• WHAT THIS TASK INVOLVES
Return all of the entries below word for word, line by line, with nothing changed.

• INFORMATION SHOWN
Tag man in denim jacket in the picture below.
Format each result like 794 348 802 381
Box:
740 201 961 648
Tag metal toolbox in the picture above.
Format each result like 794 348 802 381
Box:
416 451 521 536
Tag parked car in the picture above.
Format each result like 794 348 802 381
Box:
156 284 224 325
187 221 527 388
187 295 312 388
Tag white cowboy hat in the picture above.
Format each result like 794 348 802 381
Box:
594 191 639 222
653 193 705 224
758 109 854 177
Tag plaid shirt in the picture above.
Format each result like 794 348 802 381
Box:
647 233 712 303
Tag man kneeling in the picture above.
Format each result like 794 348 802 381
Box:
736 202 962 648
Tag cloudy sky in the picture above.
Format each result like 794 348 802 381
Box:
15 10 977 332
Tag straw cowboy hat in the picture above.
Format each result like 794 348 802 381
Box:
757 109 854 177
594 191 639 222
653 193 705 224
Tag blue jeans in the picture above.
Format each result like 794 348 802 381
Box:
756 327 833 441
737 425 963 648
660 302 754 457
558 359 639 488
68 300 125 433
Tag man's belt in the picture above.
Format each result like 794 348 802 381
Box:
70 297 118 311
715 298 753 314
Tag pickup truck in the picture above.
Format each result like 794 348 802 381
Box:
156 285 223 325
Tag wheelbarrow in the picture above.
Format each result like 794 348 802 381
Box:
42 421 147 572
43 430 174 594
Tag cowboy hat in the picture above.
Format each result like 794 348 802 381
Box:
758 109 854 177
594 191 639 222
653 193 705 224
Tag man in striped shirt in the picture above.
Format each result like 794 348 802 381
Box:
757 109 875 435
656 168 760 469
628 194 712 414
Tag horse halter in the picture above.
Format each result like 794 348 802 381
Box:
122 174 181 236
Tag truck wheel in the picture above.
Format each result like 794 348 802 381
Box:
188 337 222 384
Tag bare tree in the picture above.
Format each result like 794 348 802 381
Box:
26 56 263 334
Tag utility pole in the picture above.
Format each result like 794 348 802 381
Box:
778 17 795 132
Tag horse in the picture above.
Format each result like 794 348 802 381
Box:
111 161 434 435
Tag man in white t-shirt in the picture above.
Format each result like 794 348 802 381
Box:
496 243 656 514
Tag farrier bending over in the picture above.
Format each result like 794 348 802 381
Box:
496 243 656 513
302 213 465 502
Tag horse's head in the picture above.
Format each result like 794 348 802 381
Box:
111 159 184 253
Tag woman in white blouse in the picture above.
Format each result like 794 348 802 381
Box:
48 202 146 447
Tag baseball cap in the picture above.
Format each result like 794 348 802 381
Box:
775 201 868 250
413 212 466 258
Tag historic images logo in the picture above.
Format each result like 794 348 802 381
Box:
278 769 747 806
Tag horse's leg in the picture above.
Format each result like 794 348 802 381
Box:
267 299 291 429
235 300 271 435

• TASK OUTPUT
Tag man in denim jacket in the picture below.
Format each result like 794 348 802 381
Box:
740 201 961 648
Tag metal toolbox in the picture above.
Format each result like 794 348 802 381
Box:
416 451 521 536
Tag parked car in the picture above.
Format each result like 794 348 802 381
Box:
156 284 224 325
187 221 527 388
187 295 312 388
Tag white cowboy hat in the picture above.
Format each result like 794 348 802 381
Box:
594 191 639 222
653 193 705 224
758 109 854 177
Tag plaid shirt in the picture above.
Format each result like 794 348 802 381
Box:
647 233 712 303
Tag man kneeling in the picture above.
Format each result like 794 348 802 381
Box:
736 202 962 648
Tag cloudy sky in the picture above.
Format each result like 794 348 802 381
Box:
15 10 977 332
Tag straw cowboy hat in the picture above.
Format each result like 794 348 802 381
Box:
757 109 854 177
594 191 639 222
653 193 705 224
Tag blue jeans in the picture above.
Format each result like 794 348 802 381
Box:
756 327 833 441
737 425 963 648
660 302 754 457
558 359 639 488
68 300 125 433
Tag man's belt in the picture above.
Format each result like 794 348 802 381
Box:
70 297 118 311
715 298 753 314
Tag pickup truck in the picture above.
Format each result like 794 348 802 381
Box:
156 285 223 325
Tag wheelbarrow in the picture above.
Format each result like 794 348 802 381
Box:
42 421 147 572
43 430 174 594
Tag cowboy hat in the picture above.
Format each result like 794 348 802 381
Box:
758 109 854 177
594 191 639 222
653 193 705 224
Tag man in striped shirt in the picture above.
Format each result like 794 348 802 381
Box:
757 109 875 435
656 168 760 469
628 194 712 414
Tag horse halter in the picture above.
Format each result like 794 348 802 381
Box:
122 174 181 236
Tag truck wheel in the picture above.
Format each result like 794 348 802 381
Box:
188 337 222 384
Tag bare tree in the picture above.
Format each result like 794 348 802 381
Box:
26 56 263 334
Tag utility pole in the picture above.
Format each result like 794 348 802 381
Box:
778 17 795 132
Tag horse in the picture above.
Format each result like 794 348 802 381
Box:
111 161 434 435
Tag man in white t-shirt in the picture above.
Format each result like 794 348 802 381
Box:
496 243 656 514
Tag farrier bending over in the picture above.
Format each result like 794 348 802 381
Box:
496 243 656 513
302 213 465 502
Tag horse's head in the picture above.
Format each result like 794 348 802 381
Box:
111 159 184 253
Tag woman in white blouse in the picture above.
Format each result like 794 348 802 381
Box:
48 202 146 447
Tag baseball cap in the picture above.
Format each result like 794 348 802 381
Box:
775 201 868 250
413 212 466 258
Tag historic images logo in the picture above.
Format each result like 794 348 802 381
Box:
278 769 747 806
Tag horse's leg in the picture above.
Format each result like 794 348 802 381
Box:
267 299 291 429
235 300 271 435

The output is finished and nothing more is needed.